Rückzahlungsklauseln für Fortbildungskosten

  • Rückzahlungsklauseln für Fortbildungskosten: ohne angemessener Bindungsdauer nichtig


    Finanziert der Arbeitgeber eine Fortbildungsmaßnahme, kann er vertraglich eine Mindest-Betriebstreue absichern, wenn die Ausbildung einen geldwerten Vorteil für den Arbeitnehmer hat. Doch dabei ist Umsicht geboten.


    Der Fall:
    Eine Apothekenhelferin hatte an einer Fortbildung zur „Fachberaterin Dermokosmetik” teilgenommen. Die Kursdauer betrug 9 Tage, verteilt über 4 Monate. Die Gesamtkosten i.H.v. ca. 3000 EUR einschließlich Reisekosten und Vergütung für die Fortbildungstage trug der Arbeitgeber.
    Nach Abschluss der Fortbildung schlossen die Parteien eine „Fortbildungs- und Rückzahlungsvereinbarung”, auf Grund derer die Arbeitnehmerin zur Erstattung der Fortbildungskosten in voller Höhe verpflichtet sein sollte, wenn sie innerhalb eines Jahres nach dem Ende der Ausbildung ausschied; schied sie innerhalb des zweiten Jahres nach der Ausbildung aus, sollte sie die Kosten anteilig zurückzahlen, und zwar gemindert um 1/12 für jeden Monat, den sie über ein Jahr hinaus im Betrieb des Arbeitgebers verblieb.
    Die Apothekenhelferin kündigte ihr Arbeitsverhältnis ein gutes Jahr nach Abschluss der Fortbildung. Mit ihrer Klage machte sie einen Betrag von gut 1000 EUR geltend, den der Arbeitgeber vom letzten Gehalt einbehalten hatte. Die Rückzahlungsverpflichtung hielt sie für unwirksam, weil die Bindungsdauer zu lang sei.

    Die Entscheidung:
    Das BAG gab der Arbeitnehmerin Recht. Rückzahlungsklauseln für Aus- und Fortbildungskosten unterliegen der gerichtlichen Inhaltskontrolle (§§ 305 ff. BGB). Wirksamkeitsvoraussetzung ist danach, dass
    • die Ausbildung von geldwertem Vorteil für den Arbeitnehmer ist und
    • dieser nicht unangemessen lange an das Arbeitsverhältnis gebunden wird.

+-------+

= Aufgaben =
(1) Beantworten Sie anhand des Lesetextes zu Rückzahlungsklauseln die folgenden Fragen:
(a) Wie viele Tage dauerte der Kurs, und über welchen Zeitraum waren sie verteilt?
(b) Welchen Betrag machte die Apothekenhelferin mit ihrer Klage geltend?
(c) Nach welchen Vorschriften unterliegen Rückzahlungsklauseln für Aus- und Fortbildungskosten der gerichtlichen Inhaltskontrolle?
(2) Geben Sie den Abschnitt aus dem Lesetext zu Rückzahlungsklauseln wortgetreu wieder, beginnend bei „Die Apothekenhelferin kündigte“ und fortlaufend bis einschließlich „zu lang sei.“.

(Gesammelte Dateneinträge)
+-------+

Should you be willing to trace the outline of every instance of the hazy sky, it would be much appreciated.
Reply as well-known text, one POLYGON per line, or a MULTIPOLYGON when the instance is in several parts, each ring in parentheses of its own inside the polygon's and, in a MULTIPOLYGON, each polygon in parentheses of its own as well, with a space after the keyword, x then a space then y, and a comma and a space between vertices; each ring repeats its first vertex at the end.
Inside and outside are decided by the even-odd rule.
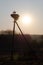
MULTIPOLYGON (((12 30, 13 19, 10 14, 13 11, 21 16, 28 14, 32 18, 30 25, 19 26, 25 34, 43 34, 43 0, 0 0, 0 30, 12 30)), ((16 27, 16 31, 18 29, 16 27)))

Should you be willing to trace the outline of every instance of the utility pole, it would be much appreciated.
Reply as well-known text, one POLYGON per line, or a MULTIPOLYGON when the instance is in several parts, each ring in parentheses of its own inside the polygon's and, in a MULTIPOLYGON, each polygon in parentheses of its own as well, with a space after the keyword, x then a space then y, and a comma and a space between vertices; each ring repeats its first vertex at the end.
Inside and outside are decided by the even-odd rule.
POLYGON ((14 58, 13 58, 13 53, 14 53, 14 41, 15 41, 15 23, 16 23, 16 21, 18 20, 18 18, 19 18, 19 15, 18 14, 16 14, 16 12, 13 12, 12 14, 11 14, 11 17, 14 19, 14 25, 13 25, 13 38, 12 38, 12 46, 11 46, 11 61, 13 61, 14 60, 14 58))

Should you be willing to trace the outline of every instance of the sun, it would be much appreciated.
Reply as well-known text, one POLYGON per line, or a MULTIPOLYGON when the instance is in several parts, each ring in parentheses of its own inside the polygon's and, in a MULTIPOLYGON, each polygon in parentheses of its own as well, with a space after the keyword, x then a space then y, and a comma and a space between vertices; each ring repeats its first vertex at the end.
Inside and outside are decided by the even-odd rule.
POLYGON ((31 23, 31 18, 29 16, 23 16, 22 17, 22 22, 23 24, 27 25, 27 24, 30 24, 31 23))

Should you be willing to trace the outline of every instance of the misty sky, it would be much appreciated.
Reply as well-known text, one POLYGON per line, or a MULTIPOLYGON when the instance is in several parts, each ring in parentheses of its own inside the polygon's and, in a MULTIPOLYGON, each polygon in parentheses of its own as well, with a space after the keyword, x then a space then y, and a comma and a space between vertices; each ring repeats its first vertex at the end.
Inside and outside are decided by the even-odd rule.
MULTIPOLYGON (((18 22, 25 34, 43 34, 43 0, 0 0, 0 30, 12 30, 13 19, 10 14, 13 11, 21 16, 28 14, 32 18, 30 25, 18 22)), ((16 32, 18 32, 16 26, 16 32)))

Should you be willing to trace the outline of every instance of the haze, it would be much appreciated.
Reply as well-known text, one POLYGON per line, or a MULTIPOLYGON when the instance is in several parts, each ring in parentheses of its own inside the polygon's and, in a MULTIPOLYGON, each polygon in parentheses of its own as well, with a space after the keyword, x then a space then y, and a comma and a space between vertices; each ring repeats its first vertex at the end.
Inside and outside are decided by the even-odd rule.
MULTIPOLYGON (((24 34, 43 34, 43 0, 0 0, 0 31, 13 29, 10 14, 14 10, 20 16, 28 14, 32 18, 27 26, 19 18, 18 24, 24 34)), ((17 26, 16 32, 19 32, 17 26)))

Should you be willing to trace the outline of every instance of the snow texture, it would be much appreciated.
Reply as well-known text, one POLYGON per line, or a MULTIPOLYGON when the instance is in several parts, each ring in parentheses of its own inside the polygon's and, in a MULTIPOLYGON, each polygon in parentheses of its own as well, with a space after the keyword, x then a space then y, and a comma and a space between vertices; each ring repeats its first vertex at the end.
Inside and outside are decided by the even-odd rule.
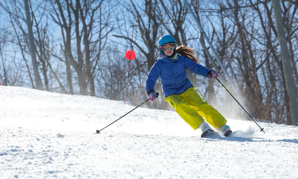
POLYGON ((95 133, 134 107, 0 86, 0 178, 298 178, 295 126, 228 118, 232 137, 201 138, 176 112, 139 107, 95 133))

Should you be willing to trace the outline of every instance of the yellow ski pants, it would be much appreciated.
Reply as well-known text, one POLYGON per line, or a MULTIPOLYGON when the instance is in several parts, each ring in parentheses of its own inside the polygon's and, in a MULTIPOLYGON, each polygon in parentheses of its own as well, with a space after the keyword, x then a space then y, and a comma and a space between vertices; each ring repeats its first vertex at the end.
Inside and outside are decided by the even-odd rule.
POLYGON ((204 121, 202 117, 218 130, 226 123, 226 120, 217 110, 207 101, 203 102, 194 87, 190 88, 181 95, 169 96, 165 100, 195 130, 204 121))

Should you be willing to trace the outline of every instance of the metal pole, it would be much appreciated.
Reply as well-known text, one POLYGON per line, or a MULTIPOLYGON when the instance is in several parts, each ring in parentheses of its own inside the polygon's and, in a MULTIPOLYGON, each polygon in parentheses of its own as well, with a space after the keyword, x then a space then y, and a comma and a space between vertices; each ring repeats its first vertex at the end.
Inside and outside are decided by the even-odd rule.
MULTIPOLYGON (((277 35, 280 47, 280 53, 281 54, 284 73, 287 87, 288 99, 290 101, 290 110, 292 116, 292 121, 293 125, 298 124, 298 104, 297 97, 295 93, 295 85, 293 79, 293 71, 290 61, 290 55, 288 49, 287 41, 285 38, 285 33, 283 18, 281 16, 281 8, 279 1, 271 0, 272 7, 274 11, 274 16, 276 23, 277 35)), ((293 65, 295 65, 294 64, 293 65)))
MULTIPOLYGON (((159 93, 158 92, 157 92, 156 93, 156 95, 157 95, 157 98, 158 98, 158 95, 159 95, 159 93)), ((127 115, 128 114, 129 114, 129 113, 130 113, 130 112, 131 112, 131 111, 133 111, 135 109, 136 109, 136 108, 138 108, 138 107, 140 107, 140 106, 142 106, 142 104, 144 104, 145 103, 146 103, 146 102, 147 102, 147 101, 149 101, 149 100, 150 100, 150 98, 148 98, 148 99, 147 99, 147 100, 146 100, 146 101, 144 101, 144 102, 143 102, 142 103, 141 103, 141 104, 140 104, 139 105, 139 106, 137 106, 137 107, 135 107, 135 108, 134 108, 134 109, 133 109, 132 110, 131 110, 131 111, 130 111, 130 112, 128 112, 127 113, 125 114, 124 115, 123 115, 123 116, 121 116, 121 117, 120 117, 120 118, 119 118, 119 119, 117 119, 117 120, 116 120, 116 121, 114 121, 114 122, 112 122, 112 123, 111 123, 111 124, 109 124, 107 126, 106 126, 105 127, 104 127, 104 128, 103 128, 103 129, 101 129, 101 130, 96 130, 96 133, 97 133, 97 134, 99 134, 99 133, 100 133, 100 131, 101 131, 103 130, 104 129, 105 129, 105 128, 106 128, 107 127, 108 127, 108 126, 110 126, 110 125, 112 125, 112 124, 114 124, 114 123, 115 122, 116 122, 116 121, 118 121, 118 120, 119 120, 119 119, 121 119, 121 118, 123 118, 123 117, 124 117, 126 115, 127 115)))
MULTIPOLYGON (((206 47, 206 46, 205 45, 205 43, 204 42, 204 37, 202 36, 201 37, 201 38, 200 38, 200 42, 201 42, 201 44, 202 45, 202 46, 203 47, 203 49, 204 49, 204 51, 205 51, 205 52, 206 53, 206 54, 207 54, 207 55, 208 56, 208 58, 209 58, 209 60, 210 60, 210 61, 211 62, 211 63, 212 64, 212 66, 215 69, 215 70, 217 72, 219 72, 220 71, 219 68, 218 68, 217 65, 215 64, 215 62, 213 60, 213 58, 212 57, 212 56, 211 56, 211 54, 210 54, 210 53, 209 52, 208 50, 208 49, 207 48, 207 47, 206 47), (203 37, 203 38, 202 38, 203 37)), ((218 75, 220 78, 223 79, 224 81, 224 82, 225 83, 227 83, 227 81, 226 80, 226 79, 224 76, 221 75, 221 73, 218 73, 218 75)))
POLYGON ((132 25, 132 34, 131 35, 131 51, 129 53, 129 62, 128 62, 128 72, 127 75, 127 86, 126 89, 126 102, 127 102, 127 95, 128 92, 128 80, 129 78, 129 70, 130 68, 131 56, 131 50, 132 49, 132 38, 134 37, 134 22, 132 25))
POLYGON ((33 37, 33 32, 32 31, 32 27, 30 18, 30 13, 29 10, 29 5, 28 0, 24 0, 25 4, 25 10, 26 12, 26 20, 27 21, 27 26, 28 27, 28 35, 29 36, 29 41, 30 45, 30 52, 31 53, 31 58, 32 59, 32 65, 33 66, 33 72, 34 74, 34 80, 35 81, 35 88, 38 90, 44 90, 42 86, 41 80, 38 72, 38 66, 36 60, 36 54, 35 52, 36 49, 34 44, 34 38, 33 37))
MULTIPOLYGON (((213 47, 213 45, 212 45, 212 44, 211 44, 211 42, 210 42, 210 41, 209 40, 209 38, 208 38, 208 36, 207 36, 207 34, 206 34, 205 31, 204 30, 204 29, 203 29, 203 27, 202 27, 202 26, 201 25, 201 23, 198 20, 198 18, 196 17, 193 11, 193 10, 192 10, 191 8, 190 7, 190 6, 189 5, 188 3, 186 1, 186 0, 184 0, 184 3, 185 3, 186 4, 186 6, 187 7, 188 10, 190 12, 190 13, 191 14, 192 16, 193 16, 193 17, 195 20, 195 21, 197 24, 198 24, 198 27, 200 29, 200 30, 201 31, 201 33, 203 34, 203 35, 204 36, 204 38, 207 41, 207 42, 208 43, 208 44, 209 44, 209 47, 210 47, 210 48, 211 48, 211 50, 212 50, 212 52, 213 52, 213 54, 214 54, 214 55, 215 56, 215 58, 217 60, 217 61, 218 62, 218 63, 219 64, 219 65, 221 67, 221 68, 224 72, 224 73, 225 75, 225 76, 226 77, 226 79, 229 83, 231 85, 231 86, 232 87, 232 88, 234 91, 234 92, 236 93, 236 95, 237 95, 237 96, 238 97, 238 98, 239 99, 239 100, 240 100, 241 103, 242 104, 245 104, 245 103, 242 100, 242 98, 241 97, 241 95, 240 95, 240 94, 238 92, 238 90, 237 90, 236 87, 233 84, 232 79, 230 78, 230 76, 229 75, 228 72, 227 72, 226 70, 226 67, 225 67, 224 65, 223 64, 222 62, 221 62, 221 61, 219 58, 218 55, 216 50, 215 50, 214 48, 213 47)), ((245 106, 244 106, 245 107, 245 106)), ((246 108, 246 107, 245 108, 246 108)))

+-------+

= Lösungen =
(1)
(a) Der Kurs dauerte 9 Tage, verteilt über 4 Monate.
(b) Sie machte einen Betrag von gut 1000 EUR geltend.
(c) Sie unterliegen der Inhaltskontrolle nach §§ 305 ff. BGB.

(2)
Die Apothekenhelferin kündigte ihr Arbeitsverhältnis ein gutes Jahr nach Abschluss der Fortbildung. Mit ihrer Klage machte sie einen Betrag von gut 1000 EUR geltend, den der Arbeitgeber vom letzten Gehalt einbehalten hatte. Die Rückzahlungsverpflichtung hielt sie für unwirksam, weil die Bindungsdauer zu lang sei.